Genetic drift of human coronavirus OC43 spike gene during adaptive evolution

Article Open access 22 June 2015

Introduction

Infectious bronchitis virus (IBV) (Nidovirales: Coronaviridae: Coronavirinae: Gammacoronavirus: Avian coronavirus) is an enveloped single-stranded positive sense RNA virus with circa 27 kb and 120 nm in diameter, with 20 nm spikes formed by trimers of the spike glycoprotein S (Cavanagh 2007; Thiel 2005).

The spike glycoprotein is a class 1 fusion protein with the two major domains S1 and S2, with a function in receptor attachment and membrane fusion, respectively, being the target for neutralizing antibodies and presenting an evolution so sensitively driven by host humoral immune-response that polymorphisms in 10–15 amino acids in S1 might give rise to different serotypes of the virus (Cavanagh 2007; Thiel 2005).

Besides S, IBV genome codes for 15 non-structural proteins in the ORF1 that occupies the 5′ one-third of the genome and are involved in viral replication and pathogenesis while the structural proteins E (envelope) and M (membrane) involved in virion stability and nucleoprotein (N), which associates to the genomic RNA forming the helical nucleocapsid, are coded by the remaining 3′ 7 kb (Thiel 2005).

Different pathotypes of IBV exist that cause disease in the respiratory system, kidneys, reproductive tracts of both males and females and enteritis and the virus occurs worldwide with a massive diversity in terms of serotypes, genotypes, and geographic-specific lineages (Cavanagh 2007; Jones 2010) and thus studies on IBV molecular evolution must necessarily include data sets that represent such diversity.

IBV and chicken host/virus relationship has been comprehensively studied in terms of receptors, immune response, molecular epidemiology, and pathogenesis (De Wit et al. 2011; Jones 2010; Winter et al. 2008; Yang et al. 2009), pointing toward a positive outcome to the virus and a highly negative one to the birds due to productive virus replication, rapid disease spread, severe tissue damage, and immune evasion that relies mainly on antigenic polymorphism.

Nonetheless, in depth studies on virus and host relationship must also take into account that not all synonymous codons for a same amino acid occur in the same frequencies in an mRNA, but are rather used in varying frequencies, what is called codon usage bias. Synonymous codon usage for the Nidovirales has been shown to be virus-specific and conserved in a phylogenetic fashion with no host-specificity though (Gu et al. 2004).

[Referring expression pointing data]
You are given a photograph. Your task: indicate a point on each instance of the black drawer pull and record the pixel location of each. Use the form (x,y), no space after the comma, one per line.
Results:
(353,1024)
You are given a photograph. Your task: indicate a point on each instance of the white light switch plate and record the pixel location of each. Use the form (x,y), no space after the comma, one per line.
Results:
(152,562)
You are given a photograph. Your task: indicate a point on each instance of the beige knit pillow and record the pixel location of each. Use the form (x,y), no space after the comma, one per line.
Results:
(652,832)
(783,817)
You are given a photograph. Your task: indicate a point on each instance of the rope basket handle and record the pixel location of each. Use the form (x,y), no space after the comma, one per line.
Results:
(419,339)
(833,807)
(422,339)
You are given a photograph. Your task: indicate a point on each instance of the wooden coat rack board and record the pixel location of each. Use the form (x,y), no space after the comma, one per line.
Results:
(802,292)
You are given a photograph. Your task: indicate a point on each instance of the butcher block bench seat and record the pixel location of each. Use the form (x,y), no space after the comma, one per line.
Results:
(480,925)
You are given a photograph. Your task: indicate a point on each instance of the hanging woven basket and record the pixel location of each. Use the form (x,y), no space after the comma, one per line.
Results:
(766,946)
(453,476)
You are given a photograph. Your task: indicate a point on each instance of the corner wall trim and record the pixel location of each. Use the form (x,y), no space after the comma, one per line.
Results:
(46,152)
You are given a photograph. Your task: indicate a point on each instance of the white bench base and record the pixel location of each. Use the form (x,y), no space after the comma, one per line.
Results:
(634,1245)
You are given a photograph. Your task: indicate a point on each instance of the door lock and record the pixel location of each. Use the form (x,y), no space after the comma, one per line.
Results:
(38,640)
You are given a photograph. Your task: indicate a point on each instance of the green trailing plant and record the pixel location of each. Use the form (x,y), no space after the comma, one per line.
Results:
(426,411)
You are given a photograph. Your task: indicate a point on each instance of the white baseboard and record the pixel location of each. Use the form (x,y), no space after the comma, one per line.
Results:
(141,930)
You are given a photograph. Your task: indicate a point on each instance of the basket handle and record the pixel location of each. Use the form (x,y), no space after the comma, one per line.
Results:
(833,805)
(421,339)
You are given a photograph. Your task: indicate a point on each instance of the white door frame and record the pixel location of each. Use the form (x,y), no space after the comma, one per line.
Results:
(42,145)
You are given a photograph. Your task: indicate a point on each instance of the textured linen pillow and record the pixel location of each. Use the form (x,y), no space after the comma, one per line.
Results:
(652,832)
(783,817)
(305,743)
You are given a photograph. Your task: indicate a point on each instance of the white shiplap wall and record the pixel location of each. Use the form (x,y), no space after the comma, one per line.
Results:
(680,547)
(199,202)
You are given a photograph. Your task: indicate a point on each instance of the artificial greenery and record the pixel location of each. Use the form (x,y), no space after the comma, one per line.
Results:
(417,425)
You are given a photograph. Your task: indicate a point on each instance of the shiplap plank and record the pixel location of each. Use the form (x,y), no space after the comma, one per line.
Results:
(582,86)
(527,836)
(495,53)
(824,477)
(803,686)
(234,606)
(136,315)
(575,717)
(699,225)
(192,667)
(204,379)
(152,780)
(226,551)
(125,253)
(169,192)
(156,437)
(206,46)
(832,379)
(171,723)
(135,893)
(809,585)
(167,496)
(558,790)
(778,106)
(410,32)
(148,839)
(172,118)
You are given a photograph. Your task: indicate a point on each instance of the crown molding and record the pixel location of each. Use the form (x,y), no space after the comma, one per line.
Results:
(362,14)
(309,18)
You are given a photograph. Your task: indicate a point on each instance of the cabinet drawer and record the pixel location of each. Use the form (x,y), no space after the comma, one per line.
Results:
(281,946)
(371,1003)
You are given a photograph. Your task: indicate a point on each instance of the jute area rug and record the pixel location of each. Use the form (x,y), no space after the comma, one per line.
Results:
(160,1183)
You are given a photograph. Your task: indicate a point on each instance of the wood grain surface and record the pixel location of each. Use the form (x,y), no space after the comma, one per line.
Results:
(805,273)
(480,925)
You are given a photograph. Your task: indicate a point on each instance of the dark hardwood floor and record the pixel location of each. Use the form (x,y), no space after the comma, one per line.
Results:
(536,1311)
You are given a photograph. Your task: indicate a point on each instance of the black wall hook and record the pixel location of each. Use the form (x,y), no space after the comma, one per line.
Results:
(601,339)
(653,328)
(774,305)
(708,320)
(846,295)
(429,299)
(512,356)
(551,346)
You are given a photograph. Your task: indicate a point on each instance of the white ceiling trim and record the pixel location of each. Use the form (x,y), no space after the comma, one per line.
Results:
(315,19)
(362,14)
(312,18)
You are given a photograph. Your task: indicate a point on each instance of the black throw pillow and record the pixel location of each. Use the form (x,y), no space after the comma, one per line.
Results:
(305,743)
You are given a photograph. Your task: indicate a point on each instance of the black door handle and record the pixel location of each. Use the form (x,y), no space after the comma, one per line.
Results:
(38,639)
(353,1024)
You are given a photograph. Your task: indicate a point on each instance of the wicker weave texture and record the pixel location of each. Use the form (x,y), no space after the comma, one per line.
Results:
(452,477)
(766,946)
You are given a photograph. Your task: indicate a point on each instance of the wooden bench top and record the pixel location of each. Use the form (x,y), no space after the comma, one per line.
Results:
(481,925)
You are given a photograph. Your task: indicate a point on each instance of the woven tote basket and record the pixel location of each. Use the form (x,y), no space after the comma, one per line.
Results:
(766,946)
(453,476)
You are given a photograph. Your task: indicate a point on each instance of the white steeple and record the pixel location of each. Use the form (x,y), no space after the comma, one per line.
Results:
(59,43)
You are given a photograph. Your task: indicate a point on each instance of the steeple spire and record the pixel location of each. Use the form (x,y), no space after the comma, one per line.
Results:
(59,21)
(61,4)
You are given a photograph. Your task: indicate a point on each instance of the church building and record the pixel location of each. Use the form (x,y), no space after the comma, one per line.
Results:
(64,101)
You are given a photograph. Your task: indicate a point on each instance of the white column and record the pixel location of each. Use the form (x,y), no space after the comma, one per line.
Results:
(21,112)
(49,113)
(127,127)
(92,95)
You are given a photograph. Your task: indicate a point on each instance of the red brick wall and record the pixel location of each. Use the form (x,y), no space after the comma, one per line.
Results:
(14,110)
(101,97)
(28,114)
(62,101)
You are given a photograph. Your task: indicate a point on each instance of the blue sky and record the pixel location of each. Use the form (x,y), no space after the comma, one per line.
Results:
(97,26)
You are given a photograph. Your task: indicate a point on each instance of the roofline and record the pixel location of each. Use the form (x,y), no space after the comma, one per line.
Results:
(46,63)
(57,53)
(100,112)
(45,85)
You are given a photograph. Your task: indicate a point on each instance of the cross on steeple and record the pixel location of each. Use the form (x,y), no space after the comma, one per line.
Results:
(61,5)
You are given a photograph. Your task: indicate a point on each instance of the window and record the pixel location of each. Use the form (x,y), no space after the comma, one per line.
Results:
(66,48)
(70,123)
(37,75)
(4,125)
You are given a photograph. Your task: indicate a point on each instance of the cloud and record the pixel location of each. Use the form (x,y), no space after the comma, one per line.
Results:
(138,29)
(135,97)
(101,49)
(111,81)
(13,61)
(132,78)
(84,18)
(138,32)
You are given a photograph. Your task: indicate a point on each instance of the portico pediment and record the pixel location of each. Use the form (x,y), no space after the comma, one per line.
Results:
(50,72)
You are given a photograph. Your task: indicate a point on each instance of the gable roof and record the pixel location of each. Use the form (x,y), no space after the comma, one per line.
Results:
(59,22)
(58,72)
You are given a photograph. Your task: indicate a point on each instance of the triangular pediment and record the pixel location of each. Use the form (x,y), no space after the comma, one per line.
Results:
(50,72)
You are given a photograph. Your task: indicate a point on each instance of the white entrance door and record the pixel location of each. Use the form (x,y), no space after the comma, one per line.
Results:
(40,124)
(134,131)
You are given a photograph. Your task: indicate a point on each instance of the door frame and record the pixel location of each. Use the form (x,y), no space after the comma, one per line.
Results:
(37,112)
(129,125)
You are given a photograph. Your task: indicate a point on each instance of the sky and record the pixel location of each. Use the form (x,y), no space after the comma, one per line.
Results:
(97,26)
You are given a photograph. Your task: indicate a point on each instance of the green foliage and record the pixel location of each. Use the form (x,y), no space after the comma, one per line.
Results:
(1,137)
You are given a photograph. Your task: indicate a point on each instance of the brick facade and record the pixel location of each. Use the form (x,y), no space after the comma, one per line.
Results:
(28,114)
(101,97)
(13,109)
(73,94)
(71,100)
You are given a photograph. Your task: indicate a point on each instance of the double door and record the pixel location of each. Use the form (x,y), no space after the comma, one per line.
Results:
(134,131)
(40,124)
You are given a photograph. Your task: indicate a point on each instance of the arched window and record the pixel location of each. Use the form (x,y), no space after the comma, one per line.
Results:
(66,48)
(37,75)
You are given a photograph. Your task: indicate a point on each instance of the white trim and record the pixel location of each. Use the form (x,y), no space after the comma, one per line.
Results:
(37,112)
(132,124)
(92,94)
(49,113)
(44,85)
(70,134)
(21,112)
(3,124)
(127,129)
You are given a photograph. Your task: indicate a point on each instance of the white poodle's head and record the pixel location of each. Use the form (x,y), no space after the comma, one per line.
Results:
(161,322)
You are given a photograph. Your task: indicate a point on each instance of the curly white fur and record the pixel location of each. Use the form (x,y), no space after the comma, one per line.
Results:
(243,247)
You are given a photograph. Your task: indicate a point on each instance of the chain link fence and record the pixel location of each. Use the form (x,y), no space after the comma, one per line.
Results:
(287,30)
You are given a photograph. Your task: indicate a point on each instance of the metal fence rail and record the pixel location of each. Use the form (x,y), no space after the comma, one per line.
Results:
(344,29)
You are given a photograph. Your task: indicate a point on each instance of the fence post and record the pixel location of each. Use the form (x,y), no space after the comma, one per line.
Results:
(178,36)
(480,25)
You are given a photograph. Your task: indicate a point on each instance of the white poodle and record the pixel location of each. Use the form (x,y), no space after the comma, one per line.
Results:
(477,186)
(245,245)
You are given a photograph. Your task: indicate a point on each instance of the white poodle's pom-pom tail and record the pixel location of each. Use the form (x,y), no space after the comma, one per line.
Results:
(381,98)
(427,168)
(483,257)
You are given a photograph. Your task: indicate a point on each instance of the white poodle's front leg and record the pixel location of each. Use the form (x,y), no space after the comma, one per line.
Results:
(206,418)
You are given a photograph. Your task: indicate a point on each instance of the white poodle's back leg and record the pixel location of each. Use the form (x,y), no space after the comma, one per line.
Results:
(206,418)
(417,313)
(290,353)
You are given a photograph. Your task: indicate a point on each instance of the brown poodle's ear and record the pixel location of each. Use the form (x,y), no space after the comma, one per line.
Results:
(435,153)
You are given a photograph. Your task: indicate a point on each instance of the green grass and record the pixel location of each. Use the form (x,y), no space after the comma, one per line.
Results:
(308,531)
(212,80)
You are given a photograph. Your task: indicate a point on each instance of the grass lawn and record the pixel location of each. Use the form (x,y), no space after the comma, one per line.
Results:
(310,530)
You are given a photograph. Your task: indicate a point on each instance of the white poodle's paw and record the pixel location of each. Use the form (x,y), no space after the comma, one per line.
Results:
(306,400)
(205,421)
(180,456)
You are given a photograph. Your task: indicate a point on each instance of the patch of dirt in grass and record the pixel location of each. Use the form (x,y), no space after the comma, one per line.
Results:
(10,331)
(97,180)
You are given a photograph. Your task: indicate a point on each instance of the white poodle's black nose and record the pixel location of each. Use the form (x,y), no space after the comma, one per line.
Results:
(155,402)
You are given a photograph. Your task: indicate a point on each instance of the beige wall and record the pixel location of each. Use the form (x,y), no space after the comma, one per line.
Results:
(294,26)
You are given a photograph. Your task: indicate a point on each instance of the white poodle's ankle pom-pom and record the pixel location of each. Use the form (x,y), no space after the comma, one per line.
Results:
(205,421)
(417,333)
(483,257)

* [WORK INSTRUCTIONS]:
• a. Retype the stretch of the passage on infectious bronchitis virus from "IBV and chicken" through "on antigenic polymorphism.".
• b. In the passage on infectious bronchitis virus, how many non-structural proteins does the IBV genome code for in ORF1?
The items are separate material, apart from the passage on infectious bronchitis virus.

* [ANSWERS BY TASK]:
• a.
IBV and chicken host/virus relationship has been comprehensively studied in terms of receptors, immune response, molecular epidemiology, and pathogenesis (De Wit et al. 2011; Jones 2010; Winter et al. 2008; Yang et al. 2009), pointing toward a positive outcome to the virus and a highly negative one to the birds due to productive virus replication, rapid disease spread, severe tissue damage, and immune evasion that relies mainly on antigenic polymorphism.

• b. 15